* [PASSAGE PROVIDED]:
Content starts

1. Rooted in the Word and Spirit (Acts 19:1-10)

1a And it happened that while Apollos was at Corinth, Paul passed through the inland country and came to Ephesus.

1b There he found some disciples. 2 And he said to them, “Did you receive the Holy Spirit when you believed?” And they said, “No, we have not even heard that there is a Holy Spirit.” 3 And he said, “Into what then were you baptized?” They said, “Into John’s baptism.” 4 And Paul said, “John baptized with the baptism of repentance, telling the people to believe in the one who was to come after him, that is, Jesus.” 5 On hearing this, they were baptized in the name of the Lord Jesus. 6 And when Paul had laid his hands on them, the Holy Spirit came on them, and they began speaking in tongues and prophesying. 7 There were about twelve men in all.

The Spirit half (Acts 19:1–7)

  • Who were these twelve men?

      • Twelve “disciples” in Ephesus—believers in an unusual situation.
      • They had embraced John the Baptist’s preparatory message, had been baptized with John’s baptism, and were waiting for the Messiah—but they had never heard that Jesus had come and the Spirit had been poured out.
  • Paul’s first diagnostic question: “Did you receive the Holy Spirit when you believed?” (Acts 19:2).

      • Notice he assumes they’re believers—he asks about the Spirit’s work in addition to their faith.
        • Paul’s pneumatology: indwelling at conversion (2 Cor. 1:21–22; Eph. 1:13–14—sealed with the promised Holy Spirit), but here he’s looking for the empowering presence.

Content ends

* [TASK INSTRUCTIONS]: Continue the study notes on Acts 19:1–10 from the point where they stop, keeping their outline form.

* [RECORD EXCERPTS]:
Content starts

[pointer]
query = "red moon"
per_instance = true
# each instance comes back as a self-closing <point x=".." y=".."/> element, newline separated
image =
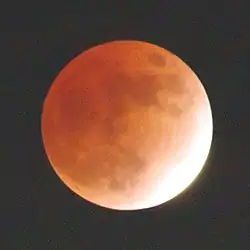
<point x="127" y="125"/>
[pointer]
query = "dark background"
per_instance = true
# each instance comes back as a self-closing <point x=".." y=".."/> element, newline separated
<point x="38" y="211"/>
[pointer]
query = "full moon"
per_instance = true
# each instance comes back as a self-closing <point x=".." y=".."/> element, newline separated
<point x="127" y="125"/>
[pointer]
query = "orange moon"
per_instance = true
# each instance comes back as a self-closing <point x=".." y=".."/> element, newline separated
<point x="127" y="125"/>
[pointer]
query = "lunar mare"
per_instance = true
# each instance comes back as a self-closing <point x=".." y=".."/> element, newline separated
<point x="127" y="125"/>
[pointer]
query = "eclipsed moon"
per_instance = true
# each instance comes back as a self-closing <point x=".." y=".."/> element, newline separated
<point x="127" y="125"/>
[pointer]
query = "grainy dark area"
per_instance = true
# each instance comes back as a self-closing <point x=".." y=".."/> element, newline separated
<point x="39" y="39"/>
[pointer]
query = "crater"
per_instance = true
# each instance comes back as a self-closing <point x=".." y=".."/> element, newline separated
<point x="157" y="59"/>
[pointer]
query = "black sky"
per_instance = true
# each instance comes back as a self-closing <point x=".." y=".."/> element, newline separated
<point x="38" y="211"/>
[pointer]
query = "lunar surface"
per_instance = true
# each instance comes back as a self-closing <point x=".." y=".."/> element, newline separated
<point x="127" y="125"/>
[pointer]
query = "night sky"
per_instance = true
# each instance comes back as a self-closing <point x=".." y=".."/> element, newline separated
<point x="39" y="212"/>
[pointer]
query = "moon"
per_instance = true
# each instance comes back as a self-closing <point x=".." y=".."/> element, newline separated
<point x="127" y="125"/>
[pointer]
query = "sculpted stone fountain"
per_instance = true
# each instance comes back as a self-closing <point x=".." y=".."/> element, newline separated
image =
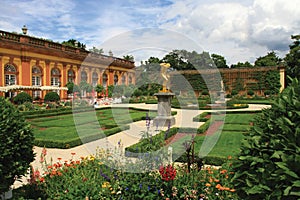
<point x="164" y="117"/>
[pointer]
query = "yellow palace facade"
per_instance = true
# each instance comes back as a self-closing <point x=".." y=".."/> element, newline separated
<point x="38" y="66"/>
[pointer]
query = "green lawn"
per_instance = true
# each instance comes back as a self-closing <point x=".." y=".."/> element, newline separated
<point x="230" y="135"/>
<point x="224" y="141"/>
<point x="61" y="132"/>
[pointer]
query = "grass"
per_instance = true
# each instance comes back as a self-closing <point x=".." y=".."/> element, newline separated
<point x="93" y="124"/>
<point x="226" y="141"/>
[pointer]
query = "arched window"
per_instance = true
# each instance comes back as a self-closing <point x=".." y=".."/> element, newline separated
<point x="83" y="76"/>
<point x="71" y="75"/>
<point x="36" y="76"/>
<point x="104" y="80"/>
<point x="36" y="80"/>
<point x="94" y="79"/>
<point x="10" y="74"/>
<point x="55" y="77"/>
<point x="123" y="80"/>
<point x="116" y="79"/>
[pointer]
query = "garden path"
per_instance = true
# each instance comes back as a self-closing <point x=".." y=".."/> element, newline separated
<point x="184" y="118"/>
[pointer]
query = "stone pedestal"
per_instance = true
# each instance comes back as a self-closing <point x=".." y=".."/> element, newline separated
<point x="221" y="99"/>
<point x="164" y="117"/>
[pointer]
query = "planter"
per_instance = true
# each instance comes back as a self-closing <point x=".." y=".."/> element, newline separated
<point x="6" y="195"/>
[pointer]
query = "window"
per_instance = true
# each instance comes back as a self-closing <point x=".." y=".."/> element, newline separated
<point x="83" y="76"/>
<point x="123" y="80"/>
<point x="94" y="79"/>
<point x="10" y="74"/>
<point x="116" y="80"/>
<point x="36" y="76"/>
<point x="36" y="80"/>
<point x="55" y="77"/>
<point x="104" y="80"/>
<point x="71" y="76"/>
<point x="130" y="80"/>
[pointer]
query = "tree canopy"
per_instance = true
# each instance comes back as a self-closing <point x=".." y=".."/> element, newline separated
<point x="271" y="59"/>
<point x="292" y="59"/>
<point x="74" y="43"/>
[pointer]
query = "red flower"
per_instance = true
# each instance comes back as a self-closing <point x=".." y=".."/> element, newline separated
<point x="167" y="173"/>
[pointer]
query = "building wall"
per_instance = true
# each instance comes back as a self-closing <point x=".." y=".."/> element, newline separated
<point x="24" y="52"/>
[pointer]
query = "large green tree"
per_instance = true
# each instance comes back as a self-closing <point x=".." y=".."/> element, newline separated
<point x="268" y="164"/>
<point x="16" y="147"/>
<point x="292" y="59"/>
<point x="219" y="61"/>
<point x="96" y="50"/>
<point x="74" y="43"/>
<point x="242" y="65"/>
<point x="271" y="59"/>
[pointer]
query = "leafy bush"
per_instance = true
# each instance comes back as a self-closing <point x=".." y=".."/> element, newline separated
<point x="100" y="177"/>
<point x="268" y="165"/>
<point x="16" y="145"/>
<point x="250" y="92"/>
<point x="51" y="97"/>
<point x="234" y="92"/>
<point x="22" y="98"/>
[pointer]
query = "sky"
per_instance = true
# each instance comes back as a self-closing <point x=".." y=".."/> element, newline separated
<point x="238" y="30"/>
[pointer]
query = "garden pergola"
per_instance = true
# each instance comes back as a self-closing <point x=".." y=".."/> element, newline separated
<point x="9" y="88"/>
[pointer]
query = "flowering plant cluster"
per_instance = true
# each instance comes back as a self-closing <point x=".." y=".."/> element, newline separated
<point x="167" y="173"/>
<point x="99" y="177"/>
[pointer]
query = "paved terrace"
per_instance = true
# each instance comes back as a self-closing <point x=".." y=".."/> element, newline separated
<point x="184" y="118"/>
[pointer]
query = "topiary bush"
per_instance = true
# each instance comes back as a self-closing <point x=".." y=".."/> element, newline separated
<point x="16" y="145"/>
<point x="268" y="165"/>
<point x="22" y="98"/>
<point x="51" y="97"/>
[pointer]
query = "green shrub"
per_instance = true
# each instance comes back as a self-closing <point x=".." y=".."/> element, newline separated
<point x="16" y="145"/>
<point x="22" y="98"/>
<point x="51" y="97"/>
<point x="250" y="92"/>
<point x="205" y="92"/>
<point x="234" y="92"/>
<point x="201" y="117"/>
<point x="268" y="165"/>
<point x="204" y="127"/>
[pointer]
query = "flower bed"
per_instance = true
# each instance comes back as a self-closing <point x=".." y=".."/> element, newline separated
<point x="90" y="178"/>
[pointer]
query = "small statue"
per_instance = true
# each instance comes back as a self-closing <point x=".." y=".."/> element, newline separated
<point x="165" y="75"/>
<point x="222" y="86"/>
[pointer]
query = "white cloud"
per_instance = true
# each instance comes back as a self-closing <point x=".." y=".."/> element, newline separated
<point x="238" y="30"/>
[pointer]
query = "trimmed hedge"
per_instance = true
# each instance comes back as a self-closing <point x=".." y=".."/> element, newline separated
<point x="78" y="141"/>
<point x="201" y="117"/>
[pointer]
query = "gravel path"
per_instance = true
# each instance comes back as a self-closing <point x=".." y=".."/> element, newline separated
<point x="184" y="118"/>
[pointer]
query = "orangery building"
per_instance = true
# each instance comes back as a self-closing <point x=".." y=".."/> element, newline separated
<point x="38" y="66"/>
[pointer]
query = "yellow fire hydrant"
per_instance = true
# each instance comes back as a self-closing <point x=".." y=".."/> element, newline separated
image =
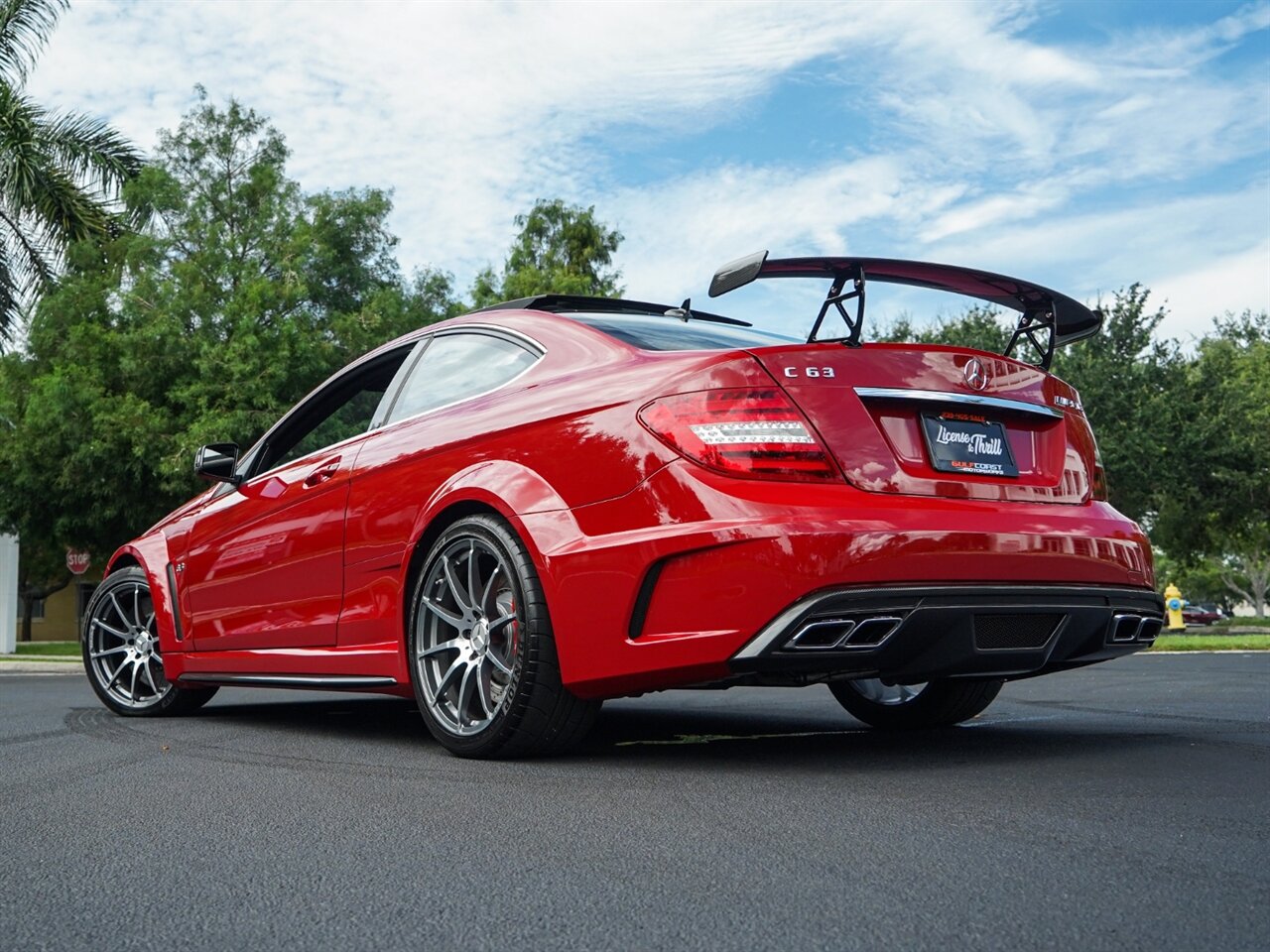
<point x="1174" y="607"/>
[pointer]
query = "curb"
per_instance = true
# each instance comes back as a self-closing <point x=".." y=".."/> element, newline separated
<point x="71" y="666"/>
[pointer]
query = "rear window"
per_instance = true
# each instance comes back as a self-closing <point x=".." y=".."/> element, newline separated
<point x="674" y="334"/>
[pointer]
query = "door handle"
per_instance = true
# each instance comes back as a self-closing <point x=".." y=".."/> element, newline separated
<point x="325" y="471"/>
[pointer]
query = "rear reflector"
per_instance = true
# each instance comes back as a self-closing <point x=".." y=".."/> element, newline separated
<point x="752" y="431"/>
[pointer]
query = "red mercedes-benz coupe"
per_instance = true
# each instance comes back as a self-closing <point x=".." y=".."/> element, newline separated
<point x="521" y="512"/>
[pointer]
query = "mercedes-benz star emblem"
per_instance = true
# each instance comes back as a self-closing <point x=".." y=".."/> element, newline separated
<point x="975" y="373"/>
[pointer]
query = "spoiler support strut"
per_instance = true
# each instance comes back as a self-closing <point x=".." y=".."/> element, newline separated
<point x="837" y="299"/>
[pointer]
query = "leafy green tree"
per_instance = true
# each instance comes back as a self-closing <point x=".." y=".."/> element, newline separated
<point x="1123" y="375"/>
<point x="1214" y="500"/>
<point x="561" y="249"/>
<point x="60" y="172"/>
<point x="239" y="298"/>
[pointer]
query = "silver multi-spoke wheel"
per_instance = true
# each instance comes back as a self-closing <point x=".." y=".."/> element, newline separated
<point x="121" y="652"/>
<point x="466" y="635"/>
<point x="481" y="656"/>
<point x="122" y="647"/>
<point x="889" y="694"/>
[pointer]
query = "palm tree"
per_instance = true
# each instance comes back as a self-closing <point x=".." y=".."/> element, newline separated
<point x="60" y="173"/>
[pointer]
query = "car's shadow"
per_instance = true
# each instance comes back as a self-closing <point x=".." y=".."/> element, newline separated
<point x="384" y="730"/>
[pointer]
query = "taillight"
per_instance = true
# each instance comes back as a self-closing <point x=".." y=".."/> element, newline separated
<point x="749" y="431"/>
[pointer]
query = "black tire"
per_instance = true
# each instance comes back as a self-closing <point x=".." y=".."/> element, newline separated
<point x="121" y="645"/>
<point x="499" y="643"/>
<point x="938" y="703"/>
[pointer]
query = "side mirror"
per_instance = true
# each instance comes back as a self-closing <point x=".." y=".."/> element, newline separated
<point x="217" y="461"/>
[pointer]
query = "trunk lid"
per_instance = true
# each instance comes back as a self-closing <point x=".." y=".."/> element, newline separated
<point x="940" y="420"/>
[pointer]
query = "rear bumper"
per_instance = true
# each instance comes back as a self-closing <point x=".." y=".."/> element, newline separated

Content ends

* [WRITTEN RESPONSE]:
        • The distinction: indwelling vs. upon—both biblical, both the Spirit’s work.
      • The Jesus parallel: even Jesus had a subsequent Spirit experience (Luke 3:22; 4:14, 18).
  • What Paul does:

    • (1) He completes their understanding (John pointed to Jesus); 
    • (2) they believe in Jesus;
    • (3) they’re baptized in his name (Acts 19:5)—their first Christian baptism, not a re-baptism. 
    • (4) Then a distinct second moment: Paul lays hands on them, and the Spirit comes upon them. Tongues and prophecy follow (Acts 19:6).

8 And he entered the synagogue and for three months spoke boldly, reasoning and persuading them about the kingdom of God. 9 But when some became stubborn and continued in unbelief, speaking evil of the Way before the congregation, he withdrew from them and took the disciples with him, reasoning daily in the hall of Tyrannus. 10 This continued for two years, so that all the residents of Asia heard the word of the Lord, both Jews and Greeks. (Acts 19:1–10, ESV)

The Word half (Acts 19:8–10)

  • Three months in the synagogue, then two years in the hall of Tyrannus.
  • Likely afternoons during siesta—daily, faithful, ordinary teaching.
  • The result: “all the residents of Asia heard the word of the Lord” (Acts 19:10).
    • One room, two years, seven churches (at least, Rev. 2-3) across a province.
  • Capstone: “the whole counsel of God” (Acts 20:27).

Our heritage and hope at Calvary:

  • We want the Bible to be central.
    • Example: 20/20 lessons—the Word does so much for us.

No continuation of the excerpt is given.